Turn the lines of the material below into a numbered list, leaving out any blank lines.

**Items listed in a dataset:**
⁂

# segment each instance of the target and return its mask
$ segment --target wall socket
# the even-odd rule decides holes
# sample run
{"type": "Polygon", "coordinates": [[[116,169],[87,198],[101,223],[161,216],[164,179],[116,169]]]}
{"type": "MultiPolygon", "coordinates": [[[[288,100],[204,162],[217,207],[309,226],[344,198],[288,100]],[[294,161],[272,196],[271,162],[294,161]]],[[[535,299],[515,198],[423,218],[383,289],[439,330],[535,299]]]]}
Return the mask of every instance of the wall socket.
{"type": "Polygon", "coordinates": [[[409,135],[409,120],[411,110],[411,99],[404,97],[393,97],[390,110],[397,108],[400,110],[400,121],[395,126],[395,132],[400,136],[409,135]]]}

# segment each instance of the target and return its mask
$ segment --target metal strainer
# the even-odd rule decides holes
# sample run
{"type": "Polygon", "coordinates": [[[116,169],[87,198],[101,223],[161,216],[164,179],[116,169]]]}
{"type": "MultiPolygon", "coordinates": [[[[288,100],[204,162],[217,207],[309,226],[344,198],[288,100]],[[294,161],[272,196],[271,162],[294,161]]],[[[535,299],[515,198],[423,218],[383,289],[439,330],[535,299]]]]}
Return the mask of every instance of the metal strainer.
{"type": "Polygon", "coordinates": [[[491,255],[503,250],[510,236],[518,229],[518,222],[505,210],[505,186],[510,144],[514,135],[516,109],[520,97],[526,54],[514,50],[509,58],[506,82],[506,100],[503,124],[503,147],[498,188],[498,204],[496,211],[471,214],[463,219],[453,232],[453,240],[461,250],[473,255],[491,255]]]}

⁂

**Result below:**
1. # segment each instance of the target and return its mask
2. $ segment --target wall socket
3. # the even-odd rule decides holes
4. # sample run
5. {"type": "Polygon", "coordinates": [[[116,169],[87,198],[101,223],[161,216],[164,179],[116,169]]]}
6. {"type": "MultiPolygon", "coordinates": [[[[288,100],[204,162],[217,207],[309,226],[344,198],[288,100]],[[294,161],[272,196],[271,162],[294,161]]],[[[535,299],[515,198],[423,218],[383,289],[439,330],[535,299]]]]}
7. Return the mask of every instance of the wall socket.
8. {"type": "Polygon", "coordinates": [[[409,135],[409,120],[411,110],[411,99],[404,97],[393,97],[390,110],[397,108],[400,110],[400,121],[395,126],[395,132],[400,136],[409,135]]]}
9. # segment each instance of the target and return its mask
10. $ segment --target metal strainer
11. # the even-odd rule decides holes
12. # sample run
13. {"type": "Polygon", "coordinates": [[[116,169],[87,198],[101,223],[161,216],[164,179],[116,169]]]}
14. {"type": "MultiPolygon", "coordinates": [[[[288,100],[204,162],[217,207],[309,226],[344,198],[288,100]],[[294,161],[272,196],[271,162],[294,161]]],[[[535,299],[515,198],[423,218],[383,289],[439,330],[535,299]]]]}
15. Return the mask of every instance of the metal strainer.
16. {"type": "Polygon", "coordinates": [[[491,255],[503,250],[510,236],[518,229],[518,222],[505,210],[505,186],[510,144],[514,135],[516,109],[520,97],[526,54],[514,50],[509,58],[506,82],[506,100],[503,124],[503,147],[498,188],[498,204],[496,211],[471,214],[463,219],[453,232],[453,240],[461,250],[473,255],[491,255]]]}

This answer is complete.